December 19, 2012 15:36
I held a recital this past weekend for my students. It was the whole deal: loads of parents and friends, nervous kids, the agony of mistakes and the victory of excellent performances.
Behind the curtain
I want to give parents and everyone else a look behind the scene at what went into it. Hopefully you can use the information to prepare for your next recital!
Finding the venue
Being a computer geek, naturally I first looked on the web for churches and community colleges. I also asked my friends and other teachers for their recommendations of good recital venues. After many emails, several “no, you can’t use this place” messages, and phone calls, I was able to set up visits to three places. I decided on a church in Saratoga because of it’s free parking, piano quality, and venue size.
The location makes a difference
The chapel seated about 350 (which turned out to be almost a perfect fit for my group. Not too crowded nor too spacious). It had it’s own parking lot, nice piano, a nice multi-purpose room for a reception. It was well heated too! Score!!

• • • • •

Problem set
1: Decide whether each statement agrees with the recital account, answering yes or no and quoting the words from the recital account that settle it: (a) The writer set up visits to three possible venues. (b) The chapel seated about 500 people. (c) The chapel was poorly heated.
2: Carry the recital account forward from its last sentence, keeping its voice and subject.

Given records
• • • • •

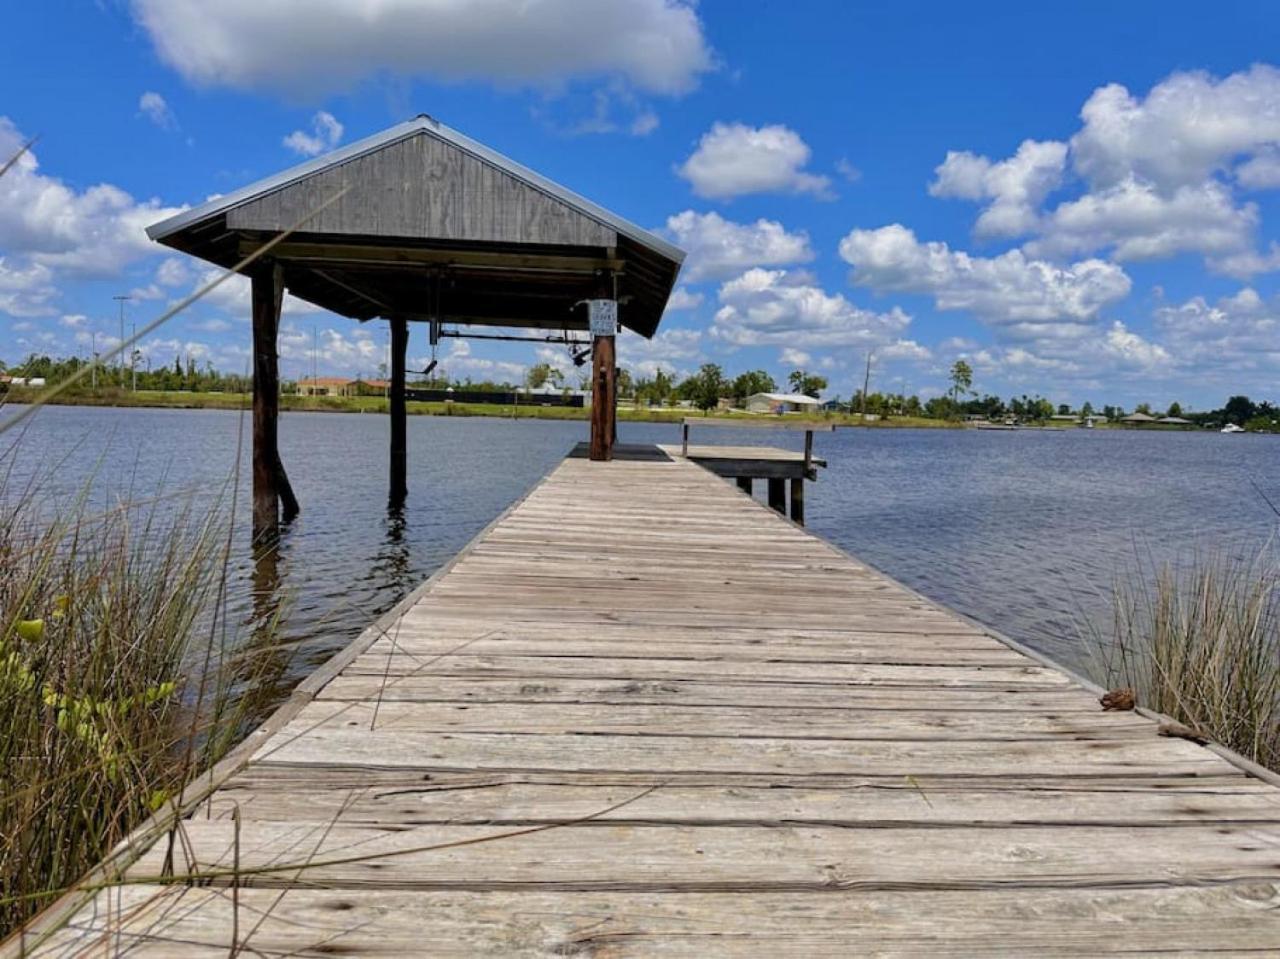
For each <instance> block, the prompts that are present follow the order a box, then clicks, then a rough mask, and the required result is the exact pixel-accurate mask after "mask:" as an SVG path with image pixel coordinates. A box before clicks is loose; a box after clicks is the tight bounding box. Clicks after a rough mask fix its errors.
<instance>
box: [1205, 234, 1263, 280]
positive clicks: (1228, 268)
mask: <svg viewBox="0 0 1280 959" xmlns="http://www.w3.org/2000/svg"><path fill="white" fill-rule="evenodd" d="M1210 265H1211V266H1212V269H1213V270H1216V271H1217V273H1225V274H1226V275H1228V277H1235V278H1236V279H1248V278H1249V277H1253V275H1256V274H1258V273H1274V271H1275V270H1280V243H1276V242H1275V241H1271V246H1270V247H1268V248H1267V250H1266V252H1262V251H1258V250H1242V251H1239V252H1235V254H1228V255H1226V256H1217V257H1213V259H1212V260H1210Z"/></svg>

• • • • •

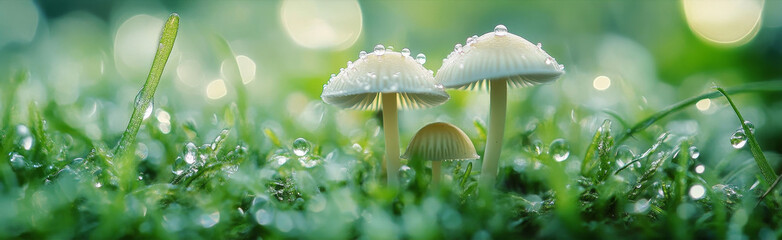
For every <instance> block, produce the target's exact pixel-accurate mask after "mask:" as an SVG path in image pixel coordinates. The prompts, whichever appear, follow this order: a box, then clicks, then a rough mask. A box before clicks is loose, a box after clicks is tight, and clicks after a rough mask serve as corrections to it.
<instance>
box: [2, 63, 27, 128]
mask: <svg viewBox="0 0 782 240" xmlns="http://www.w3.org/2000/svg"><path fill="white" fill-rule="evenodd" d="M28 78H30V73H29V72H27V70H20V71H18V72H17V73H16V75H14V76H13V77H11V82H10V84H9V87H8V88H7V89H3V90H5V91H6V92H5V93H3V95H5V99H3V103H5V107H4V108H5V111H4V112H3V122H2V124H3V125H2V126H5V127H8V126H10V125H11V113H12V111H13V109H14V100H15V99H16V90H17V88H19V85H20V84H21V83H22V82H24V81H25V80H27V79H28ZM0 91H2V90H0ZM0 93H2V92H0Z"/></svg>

• • • • •

Responses in order
1:
(a) Yes: "I was able to set up visits to three places."
(b) No: "The chapel seated about 350"
(c) No: "It was well heated too!"

2:
Having a nice cozy church actually put my students at ease, since the setting seemed friendly, and the size of the facility was just right. It didn’t feel to big or crushingly cramped. It also had Christmas lights which made things a little more fun.
If you’re a parent and love to decorate, why not help your teacher by helping to create a space that makes your student more comfortable? It could be by helping to re-arrange the room or by setting up different decorations to make students feel more at ease.
Schedule the recital before kids have school breaks
I chose the date based on the church availability but kept in mind to not hold the recital during school breaks.
I actually really appreciate it when parents give me feedback on recital schedules. Lots of families in my area will be off to Lake Tahoe during the break. I would rather have them enjoy the snow without worrying about recital prep and rehearsal. Students will be in better musical shape too before an extended break from practice or lessons.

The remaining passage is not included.